Passage shown –

Hi Jeff,
Thanks for enlightening me. It is indeed due to inconsistent TMPDIR.
What I did to solve it is to export a fixed directory to the TMPDIR.
Best wishes,
Yan
On January 28 2008 at 9:09 AM, Jeff Squyres wrote:
The hostfile argument is ignored when you're using the TM boot SSI in
LAM. So it's not surprising that the same messages occur.
I wonder if $TMPDIR is different between the head node and your back-
end computing nodes, such that LAM trying to make a directory on the
back-end nodes can't because the $TMDIR doesn't exist on the back-end
nodes...? (or something like that)
Have you tried Open MPI?
On Jan 27, 2008, at 7:52 PM, Wu Yan wrote:
> The same error messages were returned.
>
> Cheers,
> Yan
>
>
> On Friday, January 25 2008 at 4:50 PM SCIPIONI Roberto wrote:
>
> Did you try using just
>
> lamboot $PBS_NODEFILE
>
> in your script
>
>
> Roberto Scipioni
> ICYS, NIMS
> Japan
>
>> Hi,
>> My LAM/MPI was compiled with the following flags:
>>
>> ./configure --prefix=/HOME02/snc/snc0602/lam7 --enable-shared --
>> with-modules
>> --with-trillium --with-rsh=ssh --with-fc=gfortran --with-boot-
>> tm=/opt/torque--disable-static
>>
>> Then I added:
>> export PATH=/HOME02/snc/snc0602/lam7/bin:$PATH
>> export LD_LIBRARY_PATH=/HOME02/snc/snc0602/lam7/lib:$LD_LIBRARY_PATH
>> to .bashrc
>>
>> Then I tried to run the following commands:
>> qsub -I -l nodes=4:ppn=1 -l walltime=1:00:00
>> cat $PBS_NODEFILE >> $PBS_O_WORKDIR/lam-bhost.def
>> cd $PBS_O_WORKDIR
>> lamboot -v lam.def
>>
>> The following error message was returned:
>>
>> LAM 7.1.4/MPI 2 C++/ROMIO - Indiana University
>>
>> n-1<2543> ssi:boot:base:linear_windowed: booting n0 (opto009)

Supplied records –
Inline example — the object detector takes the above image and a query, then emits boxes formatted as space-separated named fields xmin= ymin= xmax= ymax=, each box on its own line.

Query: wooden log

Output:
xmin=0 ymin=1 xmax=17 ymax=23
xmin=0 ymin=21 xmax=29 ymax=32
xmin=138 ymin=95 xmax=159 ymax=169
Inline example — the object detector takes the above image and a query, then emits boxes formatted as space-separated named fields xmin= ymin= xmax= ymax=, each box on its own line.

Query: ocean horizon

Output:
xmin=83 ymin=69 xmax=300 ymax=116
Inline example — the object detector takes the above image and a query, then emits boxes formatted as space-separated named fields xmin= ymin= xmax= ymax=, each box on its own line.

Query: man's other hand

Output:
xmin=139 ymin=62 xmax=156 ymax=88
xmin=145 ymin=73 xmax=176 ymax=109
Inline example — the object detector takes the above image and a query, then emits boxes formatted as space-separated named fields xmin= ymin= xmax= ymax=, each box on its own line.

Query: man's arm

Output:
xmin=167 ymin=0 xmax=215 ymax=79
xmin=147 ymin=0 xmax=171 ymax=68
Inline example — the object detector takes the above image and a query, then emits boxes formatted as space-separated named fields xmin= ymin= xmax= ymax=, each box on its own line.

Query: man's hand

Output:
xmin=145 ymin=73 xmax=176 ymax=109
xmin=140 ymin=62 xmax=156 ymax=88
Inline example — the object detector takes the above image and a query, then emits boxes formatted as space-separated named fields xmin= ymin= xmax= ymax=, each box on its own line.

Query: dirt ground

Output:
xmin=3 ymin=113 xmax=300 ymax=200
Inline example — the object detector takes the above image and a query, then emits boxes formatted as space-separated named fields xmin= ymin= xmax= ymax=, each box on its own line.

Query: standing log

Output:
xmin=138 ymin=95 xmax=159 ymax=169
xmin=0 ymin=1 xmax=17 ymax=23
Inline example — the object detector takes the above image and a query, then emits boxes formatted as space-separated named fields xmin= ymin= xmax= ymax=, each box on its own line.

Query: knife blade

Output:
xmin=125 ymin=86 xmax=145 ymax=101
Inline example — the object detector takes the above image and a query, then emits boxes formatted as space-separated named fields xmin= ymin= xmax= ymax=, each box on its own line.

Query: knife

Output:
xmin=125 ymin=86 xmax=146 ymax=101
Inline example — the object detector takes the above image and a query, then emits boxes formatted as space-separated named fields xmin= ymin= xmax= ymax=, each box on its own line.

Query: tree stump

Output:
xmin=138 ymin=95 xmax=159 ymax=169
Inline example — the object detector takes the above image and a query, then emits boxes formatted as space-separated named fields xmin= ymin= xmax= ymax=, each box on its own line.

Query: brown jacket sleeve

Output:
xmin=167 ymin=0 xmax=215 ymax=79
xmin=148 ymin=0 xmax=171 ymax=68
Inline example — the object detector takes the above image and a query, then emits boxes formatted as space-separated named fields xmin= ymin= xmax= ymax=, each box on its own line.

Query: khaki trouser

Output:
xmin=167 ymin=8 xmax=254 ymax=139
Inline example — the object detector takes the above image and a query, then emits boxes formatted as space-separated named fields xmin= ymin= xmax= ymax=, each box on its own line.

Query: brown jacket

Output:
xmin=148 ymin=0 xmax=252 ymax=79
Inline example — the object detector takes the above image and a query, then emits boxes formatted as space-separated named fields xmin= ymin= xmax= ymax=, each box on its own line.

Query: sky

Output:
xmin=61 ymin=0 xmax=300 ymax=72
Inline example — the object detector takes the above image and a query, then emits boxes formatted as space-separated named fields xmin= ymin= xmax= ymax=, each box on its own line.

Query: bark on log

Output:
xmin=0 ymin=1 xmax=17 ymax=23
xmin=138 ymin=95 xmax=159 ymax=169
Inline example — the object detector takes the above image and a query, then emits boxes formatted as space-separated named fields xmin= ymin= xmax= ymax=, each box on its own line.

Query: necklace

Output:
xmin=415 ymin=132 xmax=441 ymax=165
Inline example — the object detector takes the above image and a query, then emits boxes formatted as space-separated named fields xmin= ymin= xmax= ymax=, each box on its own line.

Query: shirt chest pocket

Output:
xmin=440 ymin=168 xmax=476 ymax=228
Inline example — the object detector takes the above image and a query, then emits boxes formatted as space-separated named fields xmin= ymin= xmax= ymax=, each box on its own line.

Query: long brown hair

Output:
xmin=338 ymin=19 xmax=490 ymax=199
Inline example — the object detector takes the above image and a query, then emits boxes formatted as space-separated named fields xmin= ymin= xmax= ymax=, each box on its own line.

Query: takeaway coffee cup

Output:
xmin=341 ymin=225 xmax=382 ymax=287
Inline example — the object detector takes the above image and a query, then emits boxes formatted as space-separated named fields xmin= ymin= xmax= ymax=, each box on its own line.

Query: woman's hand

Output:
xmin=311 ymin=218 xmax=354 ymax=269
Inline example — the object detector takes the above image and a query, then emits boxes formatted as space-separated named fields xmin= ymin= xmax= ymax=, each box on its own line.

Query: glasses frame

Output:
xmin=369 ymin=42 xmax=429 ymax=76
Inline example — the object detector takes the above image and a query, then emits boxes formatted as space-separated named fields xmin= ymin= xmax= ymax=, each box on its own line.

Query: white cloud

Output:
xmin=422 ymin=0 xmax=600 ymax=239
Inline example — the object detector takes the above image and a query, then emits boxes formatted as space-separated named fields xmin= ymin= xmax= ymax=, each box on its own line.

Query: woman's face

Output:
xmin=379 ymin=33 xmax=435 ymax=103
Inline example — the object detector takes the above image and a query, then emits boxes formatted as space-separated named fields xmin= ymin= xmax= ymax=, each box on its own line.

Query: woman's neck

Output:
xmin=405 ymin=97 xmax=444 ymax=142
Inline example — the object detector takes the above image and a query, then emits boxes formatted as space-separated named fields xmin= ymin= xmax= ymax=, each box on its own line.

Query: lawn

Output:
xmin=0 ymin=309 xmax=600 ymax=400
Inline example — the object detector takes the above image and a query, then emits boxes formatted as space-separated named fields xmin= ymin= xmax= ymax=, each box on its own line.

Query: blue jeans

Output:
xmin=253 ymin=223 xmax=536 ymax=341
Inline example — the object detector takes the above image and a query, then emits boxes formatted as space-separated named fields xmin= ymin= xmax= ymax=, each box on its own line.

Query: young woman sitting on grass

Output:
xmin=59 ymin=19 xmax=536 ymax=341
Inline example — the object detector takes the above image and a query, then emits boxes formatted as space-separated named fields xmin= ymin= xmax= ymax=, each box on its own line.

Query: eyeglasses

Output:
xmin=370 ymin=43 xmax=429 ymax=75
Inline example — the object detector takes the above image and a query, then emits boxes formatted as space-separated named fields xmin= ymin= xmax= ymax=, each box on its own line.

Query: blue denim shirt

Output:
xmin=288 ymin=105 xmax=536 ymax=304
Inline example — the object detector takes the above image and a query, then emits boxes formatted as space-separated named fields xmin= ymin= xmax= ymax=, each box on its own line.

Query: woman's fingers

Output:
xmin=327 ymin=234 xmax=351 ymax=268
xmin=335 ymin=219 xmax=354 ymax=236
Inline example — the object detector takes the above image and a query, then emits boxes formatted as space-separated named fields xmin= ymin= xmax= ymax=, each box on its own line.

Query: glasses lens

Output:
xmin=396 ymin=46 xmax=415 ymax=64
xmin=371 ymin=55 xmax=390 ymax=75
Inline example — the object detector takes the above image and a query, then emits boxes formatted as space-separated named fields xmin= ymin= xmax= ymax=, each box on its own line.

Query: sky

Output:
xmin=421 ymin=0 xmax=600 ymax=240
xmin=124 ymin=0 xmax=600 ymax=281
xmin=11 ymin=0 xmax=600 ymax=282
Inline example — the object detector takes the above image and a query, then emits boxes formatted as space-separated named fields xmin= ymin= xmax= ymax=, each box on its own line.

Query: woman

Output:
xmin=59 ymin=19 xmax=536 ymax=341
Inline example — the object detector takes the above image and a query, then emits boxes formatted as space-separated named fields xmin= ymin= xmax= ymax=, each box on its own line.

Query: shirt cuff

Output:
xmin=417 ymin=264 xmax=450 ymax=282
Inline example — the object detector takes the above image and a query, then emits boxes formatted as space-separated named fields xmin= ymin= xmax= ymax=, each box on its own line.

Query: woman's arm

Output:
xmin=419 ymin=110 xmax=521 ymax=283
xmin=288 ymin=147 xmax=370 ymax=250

Aim 1 –
Answer these questions from the LAM/MPI thread:
(a) What did Yan export to TMPDIR to solve the problem?
(b) Which command did Roberto Scipioni suggest using in the script?
(c) What value follows --with-fc= in the configure flags?
Aim 2 –
Count the lines of the listing that contain the string "woman", treating uppercase and lowercase as different, and give only the number.
The listing has no connection to the LAM/MPI thread.

Exercise solution 1 –
(a) A fixed directory.
(b) lamboot $PBS_NODEFILE
(c) gfortran

Exercise solution 2 –
7